• **Tasks and exercises**:
- A) Revise the Palm Springs travel account from "We left LA to" through "was a surprise.", replacing "creosote bushes" with "sagebrush".
- B) Extract each line of the records that contains the string "panel".

We left LA to make our way to Palm Springs and the landscape changed very quickly. Suddenly there were vast plains of rock and sand surrounded by large barren mountains and a vivid blue sky. Not much grows in these conditions except for cacti, Joshua trees and creosote bushes. The Colorado River is the source of life for this dry Arizona desert. The landscape didn’t change for hours, then suddenly the green paddocks of alfalfa and date palms suddenly woke us from a little slumber because the change of colour in the landscape was a surprise.
Palm Springs – an oasis in the desert and a population of 42,000 and 354 days of sunshine a year. As we hop off the air conditioned coach we step into a sauna of 112 degrees Fahrenheit or 41 degrees Celsius. The first sign that we are in a rather hot climate was that the shop fronts are spraying out water as you walk along the road and I can tell you that after 20 seconds we are ready for it! However, the temperature was so hot that the spray was almost evaporating before it hit us. After about 20 minutes of walking we escaped into a Museum to get some relief from the heat – another 20 minutes of walking and into Ben & Jerry’s for a BIG smoothie! We chose to forget about the calories today! Who cares? In these temperatures we will do anything to cool down! Those people brave enough to walk their dogs here actually put booties on the dogs to protect their paws from getting cooked. On the journey again and another stop in Ehrenberg by the Colorado River and we are entertained on the journey by the dust devils or little twisters that are noticeable in the huge expanse of sand as they dance along the landscape.

• **Extracted records**:
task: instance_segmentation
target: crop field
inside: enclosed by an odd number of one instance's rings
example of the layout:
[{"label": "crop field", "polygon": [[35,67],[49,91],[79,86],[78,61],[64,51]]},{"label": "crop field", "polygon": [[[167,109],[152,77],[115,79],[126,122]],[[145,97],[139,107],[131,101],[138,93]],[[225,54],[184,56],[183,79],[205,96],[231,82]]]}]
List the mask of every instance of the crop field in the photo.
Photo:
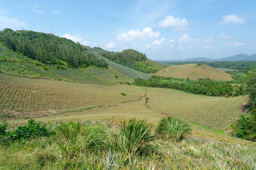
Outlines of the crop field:
[{"label": "crop field", "polygon": [[126,85],[101,85],[0,74],[0,110],[37,111],[116,105],[138,100],[145,94],[141,89]]},{"label": "crop field", "polygon": [[92,68],[87,68],[85,72],[88,74],[107,84],[114,84],[119,82],[132,82],[133,80],[131,77],[113,69]]},{"label": "crop field", "polygon": [[229,81],[231,75],[210,66],[202,65],[196,67],[196,64],[171,65],[153,75],[184,79],[189,77],[196,80],[199,78],[209,78],[214,80]]},{"label": "crop field", "polygon": [[108,64],[113,68],[116,69],[123,74],[130,76],[131,77],[142,78],[143,79],[147,79],[150,77],[150,75],[147,74],[136,71],[131,68],[123,66],[121,65],[116,63],[107,59],[106,59],[106,61],[108,63]]},{"label": "crop field", "polygon": [[147,97],[154,110],[217,129],[227,129],[237,120],[246,101],[241,96],[210,97],[157,88],[149,88]]},{"label": "crop field", "polygon": [[[209,97],[157,88],[84,84],[3,74],[0,74],[0,110],[4,113],[56,110],[54,112],[58,114],[58,110],[97,106],[100,107],[84,110],[86,115],[105,118],[102,119],[106,121],[114,117],[111,121],[115,123],[126,116],[144,115],[142,118],[154,120],[157,119],[153,115],[159,119],[170,115],[221,130],[238,119],[239,107],[246,101],[243,97]],[[146,107],[145,96],[149,98]],[[90,114],[92,110],[96,112]]]}]

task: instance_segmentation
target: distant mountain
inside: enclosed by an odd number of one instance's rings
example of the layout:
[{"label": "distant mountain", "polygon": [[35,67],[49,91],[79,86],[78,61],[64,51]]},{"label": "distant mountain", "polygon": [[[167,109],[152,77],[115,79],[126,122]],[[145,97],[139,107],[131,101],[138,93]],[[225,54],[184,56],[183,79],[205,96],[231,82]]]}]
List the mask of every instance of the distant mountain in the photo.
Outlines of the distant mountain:
[{"label": "distant mountain", "polygon": [[233,56],[218,59],[211,59],[207,57],[197,57],[184,60],[159,61],[162,62],[191,62],[191,61],[256,61],[256,54],[248,55],[245,54],[239,54]]},{"label": "distant mountain", "polygon": [[197,57],[185,60],[186,61],[212,61],[213,60],[207,57]]}]

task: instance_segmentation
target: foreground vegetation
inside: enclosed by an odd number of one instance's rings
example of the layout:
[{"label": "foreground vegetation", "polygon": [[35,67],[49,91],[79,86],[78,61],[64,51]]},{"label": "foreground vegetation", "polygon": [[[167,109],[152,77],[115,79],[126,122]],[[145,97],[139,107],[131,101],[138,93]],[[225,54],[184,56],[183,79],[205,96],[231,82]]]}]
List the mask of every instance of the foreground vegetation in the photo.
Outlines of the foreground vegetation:
[{"label": "foreground vegetation", "polygon": [[[176,126],[185,123],[179,122]],[[238,140],[237,144],[231,144],[198,138],[193,130],[182,140],[172,136],[158,138],[150,132],[152,128],[146,121],[134,119],[121,122],[119,128],[89,121],[48,124],[47,128],[55,135],[34,136],[23,142],[6,143],[2,138],[0,166],[3,170],[256,168],[256,150],[252,143]],[[219,139],[229,137],[219,136]]]}]

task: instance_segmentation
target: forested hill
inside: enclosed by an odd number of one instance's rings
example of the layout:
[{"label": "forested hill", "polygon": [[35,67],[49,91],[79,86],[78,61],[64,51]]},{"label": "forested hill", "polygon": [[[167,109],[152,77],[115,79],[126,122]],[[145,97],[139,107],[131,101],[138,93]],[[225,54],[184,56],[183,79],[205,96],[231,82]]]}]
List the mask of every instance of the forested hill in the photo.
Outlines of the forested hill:
[{"label": "forested hill", "polygon": [[73,67],[107,67],[106,61],[99,59],[84,46],[70,40],[32,31],[0,31],[0,42],[14,51],[43,63]]},{"label": "forested hill", "polygon": [[101,51],[100,54],[112,61],[146,73],[155,73],[164,68],[157,62],[148,60],[146,54],[132,49],[117,52]]}]

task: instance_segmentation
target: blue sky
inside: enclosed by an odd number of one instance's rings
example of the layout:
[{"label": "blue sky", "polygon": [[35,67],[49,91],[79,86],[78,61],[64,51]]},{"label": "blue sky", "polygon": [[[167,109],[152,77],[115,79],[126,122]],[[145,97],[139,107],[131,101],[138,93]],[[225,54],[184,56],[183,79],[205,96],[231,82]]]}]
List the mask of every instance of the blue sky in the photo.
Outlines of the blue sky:
[{"label": "blue sky", "polygon": [[252,0],[0,0],[0,30],[22,26],[154,60],[256,53]]}]

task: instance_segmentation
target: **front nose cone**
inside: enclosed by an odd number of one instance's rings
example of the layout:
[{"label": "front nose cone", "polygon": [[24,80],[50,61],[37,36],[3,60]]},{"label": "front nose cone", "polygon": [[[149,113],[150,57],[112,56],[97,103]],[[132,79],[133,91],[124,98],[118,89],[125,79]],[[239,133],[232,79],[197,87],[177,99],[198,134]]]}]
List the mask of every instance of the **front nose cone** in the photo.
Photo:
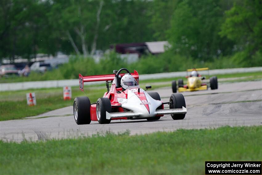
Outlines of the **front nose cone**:
[{"label": "front nose cone", "polygon": [[188,81],[188,88],[190,89],[194,89],[196,88],[196,83],[195,79],[193,78],[190,78]]},{"label": "front nose cone", "polygon": [[195,86],[194,84],[189,84],[189,85],[188,85],[188,87],[190,89],[194,89],[195,88]]}]

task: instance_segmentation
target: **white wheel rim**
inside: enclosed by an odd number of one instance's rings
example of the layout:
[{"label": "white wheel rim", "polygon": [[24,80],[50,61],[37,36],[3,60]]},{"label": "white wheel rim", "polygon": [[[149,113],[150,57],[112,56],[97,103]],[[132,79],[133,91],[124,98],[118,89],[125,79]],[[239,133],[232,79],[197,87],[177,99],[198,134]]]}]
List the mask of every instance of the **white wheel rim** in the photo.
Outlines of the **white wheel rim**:
[{"label": "white wheel rim", "polygon": [[77,105],[76,105],[76,102],[74,103],[74,116],[75,117],[75,119],[76,120],[77,120],[78,114],[78,110],[77,109]]},{"label": "white wheel rim", "polygon": [[100,119],[101,110],[100,104],[99,102],[97,102],[97,103],[96,104],[96,117],[97,118],[97,120],[99,120]]}]

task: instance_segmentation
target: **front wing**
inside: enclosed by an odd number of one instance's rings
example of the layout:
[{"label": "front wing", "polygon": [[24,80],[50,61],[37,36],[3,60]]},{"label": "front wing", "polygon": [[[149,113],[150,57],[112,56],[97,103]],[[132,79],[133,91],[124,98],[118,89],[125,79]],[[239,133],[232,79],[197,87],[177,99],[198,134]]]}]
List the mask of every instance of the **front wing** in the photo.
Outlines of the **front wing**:
[{"label": "front wing", "polygon": [[[186,108],[184,106],[182,108],[170,109],[159,109],[156,110],[155,115],[165,115],[166,114],[186,114]],[[141,114],[139,113],[135,113],[133,112],[113,112],[109,113],[106,112],[106,119],[110,119],[120,117],[139,117]]]},{"label": "front wing", "polygon": [[196,91],[197,90],[207,90],[207,86],[204,85],[201,86],[198,88],[188,88],[187,89],[183,87],[179,87],[178,88],[178,92],[188,92],[190,91]]}]

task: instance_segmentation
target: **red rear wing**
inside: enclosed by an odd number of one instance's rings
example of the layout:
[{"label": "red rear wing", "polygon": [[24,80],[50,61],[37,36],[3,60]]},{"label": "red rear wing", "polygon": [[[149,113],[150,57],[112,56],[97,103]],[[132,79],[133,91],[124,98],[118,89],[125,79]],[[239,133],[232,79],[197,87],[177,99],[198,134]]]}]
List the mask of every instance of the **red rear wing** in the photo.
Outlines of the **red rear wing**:
[{"label": "red rear wing", "polygon": [[[134,70],[133,73],[131,73],[136,81],[139,83],[139,76],[138,73],[136,70]],[[121,77],[125,73],[120,73],[119,76]],[[85,82],[92,82],[93,81],[113,81],[116,76],[115,74],[108,74],[107,75],[90,75],[89,76],[83,76],[79,74],[79,89],[84,91],[84,83]]]}]

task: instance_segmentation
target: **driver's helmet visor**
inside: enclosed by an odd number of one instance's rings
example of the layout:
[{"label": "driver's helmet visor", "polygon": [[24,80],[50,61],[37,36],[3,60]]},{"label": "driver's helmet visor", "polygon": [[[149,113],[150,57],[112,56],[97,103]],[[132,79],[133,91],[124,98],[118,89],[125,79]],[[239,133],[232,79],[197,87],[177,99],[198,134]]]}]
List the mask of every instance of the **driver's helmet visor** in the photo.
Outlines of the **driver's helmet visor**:
[{"label": "driver's helmet visor", "polygon": [[132,81],[124,81],[124,84],[127,86],[134,86],[135,85],[135,82]]}]

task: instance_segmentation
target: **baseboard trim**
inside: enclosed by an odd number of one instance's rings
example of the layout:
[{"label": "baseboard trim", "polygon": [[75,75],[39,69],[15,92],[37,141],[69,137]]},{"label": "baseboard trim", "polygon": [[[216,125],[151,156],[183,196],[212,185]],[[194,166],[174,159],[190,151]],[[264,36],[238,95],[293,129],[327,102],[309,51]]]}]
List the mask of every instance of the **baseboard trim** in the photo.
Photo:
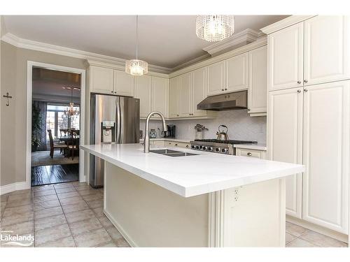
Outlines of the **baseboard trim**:
[{"label": "baseboard trim", "polygon": [[0,195],[13,192],[17,190],[23,190],[30,189],[30,185],[28,186],[25,181],[19,182],[17,183],[8,184],[0,187]]},{"label": "baseboard trim", "polygon": [[124,228],[118,223],[110,214],[109,213],[104,209],[104,213],[108,217],[108,219],[112,222],[112,224],[115,226],[115,228],[120,232],[120,234],[123,236],[127,243],[132,247],[139,247],[131,239],[131,238],[127,235]]},{"label": "baseboard trim", "polygon": [[288,214],[286,216],[286,221],[304,227],[307,229],[312,230],[313,231],[321,234],[328,235],[330,238],[335,238],[337,240],[342,241],[346,243],[349,242],[347,235],[324,228],[323,226],[321,226],[296,217],[293,217]]}]

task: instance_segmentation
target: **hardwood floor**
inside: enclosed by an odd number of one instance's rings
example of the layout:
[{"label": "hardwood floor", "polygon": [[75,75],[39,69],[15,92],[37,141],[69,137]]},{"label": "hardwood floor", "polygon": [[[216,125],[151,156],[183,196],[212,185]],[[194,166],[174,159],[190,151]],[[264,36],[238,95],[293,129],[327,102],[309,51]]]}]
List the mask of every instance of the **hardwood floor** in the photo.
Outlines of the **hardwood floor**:
[{"label": "hardwood floor", "polygon": [[31,167],[31,186],[62,183],[79,180],[79,164]]}]

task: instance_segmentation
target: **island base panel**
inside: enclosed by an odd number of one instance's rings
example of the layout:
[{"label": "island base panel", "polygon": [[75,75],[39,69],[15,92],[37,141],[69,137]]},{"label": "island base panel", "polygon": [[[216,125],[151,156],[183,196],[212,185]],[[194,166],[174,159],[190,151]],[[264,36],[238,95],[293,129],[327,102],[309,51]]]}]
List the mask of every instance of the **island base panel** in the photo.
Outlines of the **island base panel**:
[{"label": "island base panel", "polygon": [[281,247],[285,181],[184,198],[108,162],[104,212],[134,247]]}]

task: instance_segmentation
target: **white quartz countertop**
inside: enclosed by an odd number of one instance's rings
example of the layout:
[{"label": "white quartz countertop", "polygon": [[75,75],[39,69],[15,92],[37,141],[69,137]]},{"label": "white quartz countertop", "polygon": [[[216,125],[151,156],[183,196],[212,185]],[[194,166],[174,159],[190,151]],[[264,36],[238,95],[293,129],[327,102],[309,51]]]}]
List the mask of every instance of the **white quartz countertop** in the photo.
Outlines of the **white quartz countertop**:
[{"label": "white quartz countertop", "polygon": [[[141,138],[140,141],[144,141],[144,140],[145,140],[144,138]],[[174,142],[190,143],[189,140],[171,138],[150,138],[150,141],[174,141]]]},{"label": "white quartz countertop", "polygon": [[234,147],[236,148],[245,148],[247,150],[262,150],[266,151],[267,147],[265,144],[238,144],[234,145]]},{"label": "white quartz countertop", "polygon": [[[284,177],[304,170],[302,165],[178,147],[167,148],[197,155],[172,157],[152,152],[145,154],[140,144],[86,145],[80,148],[184,197]],[[160,148],[153,147],[150,150]]]}]

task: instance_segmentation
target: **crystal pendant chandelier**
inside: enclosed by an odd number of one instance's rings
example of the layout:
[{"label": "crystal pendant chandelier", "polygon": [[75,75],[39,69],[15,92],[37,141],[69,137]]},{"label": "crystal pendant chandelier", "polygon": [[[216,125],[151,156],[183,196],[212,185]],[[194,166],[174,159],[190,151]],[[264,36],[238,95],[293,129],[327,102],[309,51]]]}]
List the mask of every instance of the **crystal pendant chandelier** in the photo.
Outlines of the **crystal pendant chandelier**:
[{"label": "crystal pendant chandelier", "polygon": [[71,90],[71,102],[69,103],[69,107],[64,109],[64,115],[68,117],[71,117],[75,115],[79,115],[79,110],[78,109],[74,109],[74,103],[73,102],[73,90],[80,90],[80,88],[64,87],[63,89]]},{"label": "crystal pendant chandelier", "polygon": [[136,16],[136,59],[127,60],[125,61],[125,72],[132,75],[143,75],[148,73],[148,64],[137,59],[137,38],[139,17]]},{"label": "crystal pendant chandelier", "polygon": [[220,41],[234,32],[233,15],[197,15],[196,34],[199,38],[209,42]]}]

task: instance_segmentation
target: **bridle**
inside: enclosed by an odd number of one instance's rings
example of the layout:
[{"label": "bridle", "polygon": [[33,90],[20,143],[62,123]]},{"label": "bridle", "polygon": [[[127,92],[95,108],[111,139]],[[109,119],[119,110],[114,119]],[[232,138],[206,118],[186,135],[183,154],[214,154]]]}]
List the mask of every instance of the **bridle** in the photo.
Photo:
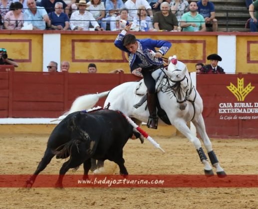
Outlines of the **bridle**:
[{"label": "bridle", "polygon": [[[176,99],[177,103],[179,104],[184,103],[186,101],[188,101],[191,103],[192,104],[193,104],[193,106],[194,107],[194,115],[193,116],[193,118],[192,118],[192,120],[195,115],[195,102],[197,94],[196,93],[196,90],[195,89],[195,88],[193,85],[191,77],[190,77],[190,84],[189,85],[189,80],[185,75],[182,79],[178,81],[175,81],[172,80],[171,77],[170,77],[166,74],[166,73],[164,72],[164,70],[166,70],[166,69],[163,68],[161,69],[161,70],[165,74],[163,79],[166,79],[166,81],[164,83],[161,84],[160,91],[164,93],[167,93],[168,94],[172,93],[172,96],[171,98],[174,96]],[[172,71],[172,73],[175,71],[182,72],[182,70],[179,69],[176,69]],[[181,82],[185,79],[187,80],[188,87],[186,91],[184,91],[183,88],[181,87]],[[189,88],[189,87],[190,88]],[[192,94],[192,93],[193,92],[193,91],[194,91],[195,92],[195,96],[193,100],[190,100],[189,98],[191,95]],[[177,97],[177,95],[178,95]],[[184,95],[185,95],[184,97]]]}]

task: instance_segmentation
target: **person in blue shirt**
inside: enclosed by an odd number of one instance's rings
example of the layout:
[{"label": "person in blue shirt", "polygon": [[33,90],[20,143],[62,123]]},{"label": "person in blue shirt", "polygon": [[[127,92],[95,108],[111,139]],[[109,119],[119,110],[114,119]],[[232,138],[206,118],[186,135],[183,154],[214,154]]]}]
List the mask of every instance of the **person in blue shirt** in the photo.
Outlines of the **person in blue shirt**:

• **Responses**:
- A)
We left LA to make our way to Palm Springs and the landscape changed very quickly. Suddenly there were vast plains of rock and sand surrounded by large barren mountains and a vivid blue sky. Not much grows in these conditions except for cacti, Joshua trees and sagebrush. The Colorado River is the source of life for this dry Arizona desert. The landscape didn’t change for hours, then suddenly the green paddocks of alfalfa and date palms suddenly woke us from a little slumber because the change of colour in the landscape was a surprise.

- B)
target: **island base panel**
[{"label": "island base panel", "polygon": [[75,75],[39,69],[15,92],[37,141],[69,137]]},{"label": "island base panel", "polygon": [[[216,125],[151,156],[183,196],[212,185]],[[194,166],[174,159],[190,151]],[[264,36],[238,95],[293,129],[327,102],[309,51]]]}]
List the mask of every instance of the **island base panel** in the photo.
Outlines of the **island base panel**:
[{"label": "island base panel", "polygon": [[281,247],[285,181],[184,198],[108,162],[104,212],[134,247]]}]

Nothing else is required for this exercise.